What you need to do: Reproduce the items that follow, changing "murky brown water" to "muddy water" and leaving every other line as it is.

Entries provided:
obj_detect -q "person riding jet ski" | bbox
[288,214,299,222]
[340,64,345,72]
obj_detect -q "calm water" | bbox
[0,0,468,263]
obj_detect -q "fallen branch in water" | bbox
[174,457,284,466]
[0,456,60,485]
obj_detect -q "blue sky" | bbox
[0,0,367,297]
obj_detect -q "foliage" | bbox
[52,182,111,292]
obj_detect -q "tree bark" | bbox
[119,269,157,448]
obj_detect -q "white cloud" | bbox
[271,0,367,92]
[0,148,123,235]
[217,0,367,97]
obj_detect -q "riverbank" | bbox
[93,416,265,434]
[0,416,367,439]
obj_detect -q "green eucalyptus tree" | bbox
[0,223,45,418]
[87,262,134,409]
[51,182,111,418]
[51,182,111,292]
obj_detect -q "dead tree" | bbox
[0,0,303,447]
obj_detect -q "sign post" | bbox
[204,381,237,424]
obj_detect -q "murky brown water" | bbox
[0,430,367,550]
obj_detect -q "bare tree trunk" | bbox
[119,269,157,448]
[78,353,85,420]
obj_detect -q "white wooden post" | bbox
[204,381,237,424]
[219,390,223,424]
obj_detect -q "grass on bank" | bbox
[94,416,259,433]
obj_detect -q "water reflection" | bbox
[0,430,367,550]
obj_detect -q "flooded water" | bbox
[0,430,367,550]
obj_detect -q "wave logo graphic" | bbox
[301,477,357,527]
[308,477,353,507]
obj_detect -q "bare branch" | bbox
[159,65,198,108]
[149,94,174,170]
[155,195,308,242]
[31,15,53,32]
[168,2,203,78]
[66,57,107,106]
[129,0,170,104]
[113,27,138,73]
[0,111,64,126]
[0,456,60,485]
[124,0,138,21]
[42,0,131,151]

Correct result:
obj_detect -q "person riding jet ski" | bbox
[288,214,299,222]
[340,64,345,72]
obj_detect -q "calm water" | bbox
[0,0,468,263]
obj_detect -q "fallen branch in water" | bbox
[174,457,284,466]
[0,456,60,485]
obj_detect -q "blue sky" | bbox
[0,0,367,297]
obj_detect -q "foliage" | bbox
[52,182,111,292]
obj_detect -q "tree bark" | bbox
[119,269,157,448]
obj_detect -q "white cloud" | bbox
[271,0,367,92]
[0,148,123,235]
[217,0,367,97]
obj_detect -q "riverbank" | bbox
[93,416,265,434]
[0,416,367,439]
obj_detect -q "green eucalyptus tree" | bbox
[0,223,45,418]
[87,262,134,409]
[51,182,111,418]
[51,182,111,292]
obj_detect -q "dead tree" | bbox
[0,0,303,447]
obj_detect -q "sign post" | bbox
[204,381,237,424]
obj_detect -q "muddy water" | bbox
[0,430,367,550]
obj_detect -q "bare tree trunk" | bbox
[119,269,157,448]
[78,353,85,420]
obj_detect -q "white wooden post" | bbox
[204,381,237,424]
[219,390,223,424]
obj_detect -q "grass on bank" | bbox
[94,416,259,433]
obj_detect -q "water reflection" | bbox
[0,430,367,550]
obj_detect -q "flooded water" | bbox
[0,430,367,550]
obj_detect -q "wave logo graphic" | bbox
[301,477,357,527]
[308,477,353,507]
obj_detect -q "bare branch" | bbox
[159,65,198,108]
[149,94,174,170]
[155,195,308,242]
[31,15,53,32]
[168,2,203,78]
[66,57,107,106]
[129,0,170,104]
[113,27,138,73]
[0,111,64,126]
[0,456,60,485]
[124,0,138,21]
[42,0,131,151]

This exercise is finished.